(Data listing)

========================================

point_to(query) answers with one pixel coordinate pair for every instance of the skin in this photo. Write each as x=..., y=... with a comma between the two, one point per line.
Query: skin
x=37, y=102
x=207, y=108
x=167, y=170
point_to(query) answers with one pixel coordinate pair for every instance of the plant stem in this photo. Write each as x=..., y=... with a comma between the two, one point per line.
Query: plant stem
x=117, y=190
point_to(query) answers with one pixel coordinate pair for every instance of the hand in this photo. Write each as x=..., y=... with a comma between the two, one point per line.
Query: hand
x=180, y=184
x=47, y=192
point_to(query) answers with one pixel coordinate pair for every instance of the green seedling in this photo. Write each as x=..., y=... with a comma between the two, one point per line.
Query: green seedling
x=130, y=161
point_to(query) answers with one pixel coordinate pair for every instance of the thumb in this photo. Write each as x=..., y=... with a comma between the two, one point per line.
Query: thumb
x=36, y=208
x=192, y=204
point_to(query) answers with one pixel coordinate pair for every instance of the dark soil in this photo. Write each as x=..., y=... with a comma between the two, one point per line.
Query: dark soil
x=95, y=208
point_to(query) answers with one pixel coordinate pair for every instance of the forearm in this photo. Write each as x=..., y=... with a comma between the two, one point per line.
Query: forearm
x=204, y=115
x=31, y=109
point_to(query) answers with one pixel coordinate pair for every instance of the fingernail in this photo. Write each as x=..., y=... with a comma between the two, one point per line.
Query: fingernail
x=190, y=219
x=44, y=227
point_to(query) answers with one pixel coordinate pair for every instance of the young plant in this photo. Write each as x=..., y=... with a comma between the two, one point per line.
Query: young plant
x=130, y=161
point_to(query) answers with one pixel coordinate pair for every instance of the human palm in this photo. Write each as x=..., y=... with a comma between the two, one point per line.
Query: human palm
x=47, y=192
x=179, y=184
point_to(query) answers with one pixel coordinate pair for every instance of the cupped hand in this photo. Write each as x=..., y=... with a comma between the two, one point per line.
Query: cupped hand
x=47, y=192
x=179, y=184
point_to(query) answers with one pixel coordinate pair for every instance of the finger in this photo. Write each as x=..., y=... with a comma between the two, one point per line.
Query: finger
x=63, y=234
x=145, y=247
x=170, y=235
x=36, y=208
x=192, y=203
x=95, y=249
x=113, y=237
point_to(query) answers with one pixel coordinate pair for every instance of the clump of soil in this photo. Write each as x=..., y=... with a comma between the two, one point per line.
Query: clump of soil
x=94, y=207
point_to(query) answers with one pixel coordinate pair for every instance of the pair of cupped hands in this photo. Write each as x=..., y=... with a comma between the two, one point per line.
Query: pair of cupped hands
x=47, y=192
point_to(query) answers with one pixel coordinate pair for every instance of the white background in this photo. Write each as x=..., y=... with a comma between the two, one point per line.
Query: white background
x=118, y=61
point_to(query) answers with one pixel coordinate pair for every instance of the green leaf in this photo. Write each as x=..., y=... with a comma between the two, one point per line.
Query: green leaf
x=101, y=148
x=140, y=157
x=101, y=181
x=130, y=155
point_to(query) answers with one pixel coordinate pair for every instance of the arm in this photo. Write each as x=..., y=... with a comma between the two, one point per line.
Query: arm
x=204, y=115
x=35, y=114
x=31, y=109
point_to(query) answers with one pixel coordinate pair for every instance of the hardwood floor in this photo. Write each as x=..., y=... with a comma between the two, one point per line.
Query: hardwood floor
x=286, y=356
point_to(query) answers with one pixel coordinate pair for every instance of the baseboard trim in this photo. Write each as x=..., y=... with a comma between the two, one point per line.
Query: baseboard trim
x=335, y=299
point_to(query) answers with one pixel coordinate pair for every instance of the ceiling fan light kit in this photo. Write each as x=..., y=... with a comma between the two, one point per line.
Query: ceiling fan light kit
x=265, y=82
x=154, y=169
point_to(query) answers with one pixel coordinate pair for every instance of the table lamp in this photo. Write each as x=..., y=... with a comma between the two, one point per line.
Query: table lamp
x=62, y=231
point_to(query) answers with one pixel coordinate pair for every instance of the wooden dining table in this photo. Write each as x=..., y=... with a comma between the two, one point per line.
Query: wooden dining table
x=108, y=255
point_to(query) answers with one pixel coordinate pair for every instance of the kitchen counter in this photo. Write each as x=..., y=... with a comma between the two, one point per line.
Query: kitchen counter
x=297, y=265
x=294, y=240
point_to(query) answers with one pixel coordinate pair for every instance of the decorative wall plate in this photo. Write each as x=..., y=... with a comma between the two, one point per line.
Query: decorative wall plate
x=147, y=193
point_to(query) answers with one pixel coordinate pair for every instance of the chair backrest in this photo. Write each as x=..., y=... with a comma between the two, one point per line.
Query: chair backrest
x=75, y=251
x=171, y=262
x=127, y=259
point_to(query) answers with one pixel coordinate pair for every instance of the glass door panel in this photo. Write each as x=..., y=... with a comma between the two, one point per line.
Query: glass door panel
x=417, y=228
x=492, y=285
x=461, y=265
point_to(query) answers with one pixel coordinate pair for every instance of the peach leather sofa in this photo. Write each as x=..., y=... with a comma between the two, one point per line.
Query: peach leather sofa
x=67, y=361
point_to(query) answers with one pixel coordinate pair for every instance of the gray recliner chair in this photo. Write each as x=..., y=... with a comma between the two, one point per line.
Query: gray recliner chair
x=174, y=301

========================================

### WHAT IS BEING ASKED
Express all of the rows above as a JSON list of strings, one string for each line, omitting any blank lines.

### THE ANSWER
[
  "point_to(query) answers with one pixel coordinate pair for every instance of the skin in this photo. Write each as x=..., y=... with a comma between the two, one point per line.",
  "Query: skin",
  "x=37, y=102",
  "x=207, y=108",
  "x=167, y=170",
  "point_to(query) answers with one pixel coordinate pair for every instance of the plant stem in this photo. Write each as x=..., y=... with a comma between the two, one point per line.",
  "Query: plant stem",
  "x=117, y=190",
  "point_to(query) answers with one pixel coordinate pair for every instance of the hand in this photo. Write each as x=..., y=... with a comma between the two, one point per line.",
  "Query: hand",
  "x=180, y=184",
  "x=47, y=192",
  "point_to(query) answers with one pixel coordinate pair for every instance of the green seedling in this photo. Write each as x=..., y=... with a comma between the two, one point per line.",
  "Query: green seedling",
  "x=130, y=161",
  "point_to(query) answers with one pixel coordinate pair for every instance of the thumb in this photo. Write each as x=..., y=... with a comma between the two, one point per line.",
  "Query: thumb",
  "x=36, y=208",
  "x=192, y=204",
  "point_to(query) answers with one pixel coordinate pair for every instance of the dark soil in this photo. Write each as x=..., y=... with a comma between the two, one point per line.",
  "Query: dark soil",
  "x=95, y=208",
  "point_to(query) answers with one pixel coordinate pair for every instance of the forearm in this photo. Write each as x=..., y=... with a comma between the two, one point per line.",
  "Query: forearm",
  "x=204, y=115",
  "x=31, y=109",
  "point_to(query) answers with one pixel coordinate pair for every instance of the fingernail in this photo. Write each as x=..., y=... with a comma between the two, one point per line.",
  "Query: fingernail",
  "x=190, y=219",
  "x=44, y=227",
  "point_to(query) answers with one pixel coordinate pair for every instance of the young plant in this photo. Write each as x=..., y=... with a comma between the two, one point per line.",
  "Query: young plant",
  "x=130, y=161",
  "point_to(query) answers with one pixel coordinate pair for every instance of the human palm in this photo. Write each as x=..., y=... with a comma between the two, one point per line.",
  "Query: human palm",
  "x=47, y=192",
  "x=179, y=184",
  "point_to(query) answers with one pixel coordinate pair for every instance of the cupped hand in this photo. Write each as x=..., y=... with a comma between the two, one point per line.",
  "Query: cupped hand",
  "x=47, y=192",
  "x=179, y=184",
  "point_to(query) answers with one pixel coordinate pair for every instance of the finger in this photo. Write each as x=..., y=... with a comma between the two, one point per line.",
  "Query: finger",
  "x=63, y=234",
  "x=145, y=247",
  "x=170, y=235",
  "x=36, y=208",
  "x=192, y=203",
  "x=95, y=249",
  "x=113, y=237",
  "point_to(query) answers with one pixel coordinate pair for every instance of the clump of soil in this photo. Write each as x=..., y=... with a comma between the two, one point per line.",
  "Query: clump of soil",
  "x=94, y=207",
  "point_to(query) answers with one pixel coordinate pair for every instance of the pair of cupped hands in this photo. Write each as x=..., y=... with a comma between the two, one point per line.",
  "Query: pair of cupped hands",
  "x=47, y=192",
  "point_to(query) answers with one pixel coordinate pair for every instance of the white background in this photo. Write each as x=..., y=... with a comma between the two, one point per line.",
  "Query: white background",
  "x=118, y=61",
  "point_to(query) answers with one pixel coordinate pair for every instance of the green leaf in this photo. Write each as x=..., y=... with a comma between the two, one point per line.",
  "Query: green leaf",
  "x=101, y=148",
  "x=140, y=157",
  "x=101, y=181",
  "x=130, y=155",
  "point_to(query) answers with one pixel coordinate pair for every instance of the arm in this photo. Write each as x=..., y=... with a comma between the two, one point per line.",
  "Query: arm",
  "x=204, y=115",
  "x=35, y=114",
  "x=31, y=109",
  "point_to(query) answers with one pixel coordinate pair for every instance of the hardwood floor in this photo. Write each as x=..., y=... with a comma between the two, one point per line.",
  "Query: hardwood floor",
  "x=286, y=356",
  "point_to(query) answers with one pixel coordinate pair for every instance of the baseboard trim in this photo. Write each as x=..., y=... with a comma between the two, one point per line.",
  "Query: baseboard trim",
  "x=335, y=299",
  "point_to(query) answers with one pixel coordinate pair for every instance of the ceiling fan light kit in this photo. Write each as x=..., y=... with a comma between the two, one point per line.",
  "Query: ceiling fan light kit",
  "x=265, y=82",
  "x=154, y=169",
  "point_to(query) answers with one pixel coordinate pair for every instance of the table lamp in this photo. Write each as x=..., y=... with a comma between the two, one point per line.",
  "Query: table lamp",
  "x=62, y=231",
  "point_to(query) answers with one pixel coordinate pair for every instance of the wooden dining table in this photo. Write each as x=..., y=... with a comma between the two, one point per line.",
  "Query: wooden dining table",
  "x=108, y=255",
  "point_to(query) answers with one pixel coordinate pair for every instance of the kitchen counter in this photo. Write each as x=..., y=... with a comma between the two, one point per line.",
  "Query: kitchen counter",
  "x=297, y=265",
  "x=294, y=240",
  "point_to(query) answers with one pixel coordinate pair for every instance of the decorative wall plate in this photo. Write each as x=..., y=... with a comma between the two, one point per line.",
  "Query: decorative wall plate",
  "x=147, y=193",
  "point_to(query) answers with one pixel coordinate pair for every instance of the chair backrest in this photo. Write each as x=..., y=... with a comma between the two, one point per line.",
  "Query: chair backrest",
  "x=75, y=251",
  "x=171, y=262",
  "x=127, y=259",
  "point_to(query) answers with one pixel coordinate pair for every instance of the glass door panel in this photo. Write each as x=..., y=... with a comma between the two, one point per line.",
  "Query: glass door panel",
  "x=417, y=228",
  "x=492, y=285",
  "x=461, y=265",
  "point_to(query) answers with one pixel coordinate pair for every instance of the peach leather sofa in this photo. Write each as x=..., y=... with a comma between the two, one point per line.",
  "Query: peach leather sofa",
  "x=67, y=361",
  "point_to(query) answers with one pixel coordinate pair for every instance of the gray recliner chair in this photo. Write each as x=..., y=... with a comma between the two, one point per line.",
  "Query: gray recliner chair",
  "x=174, y=301"
]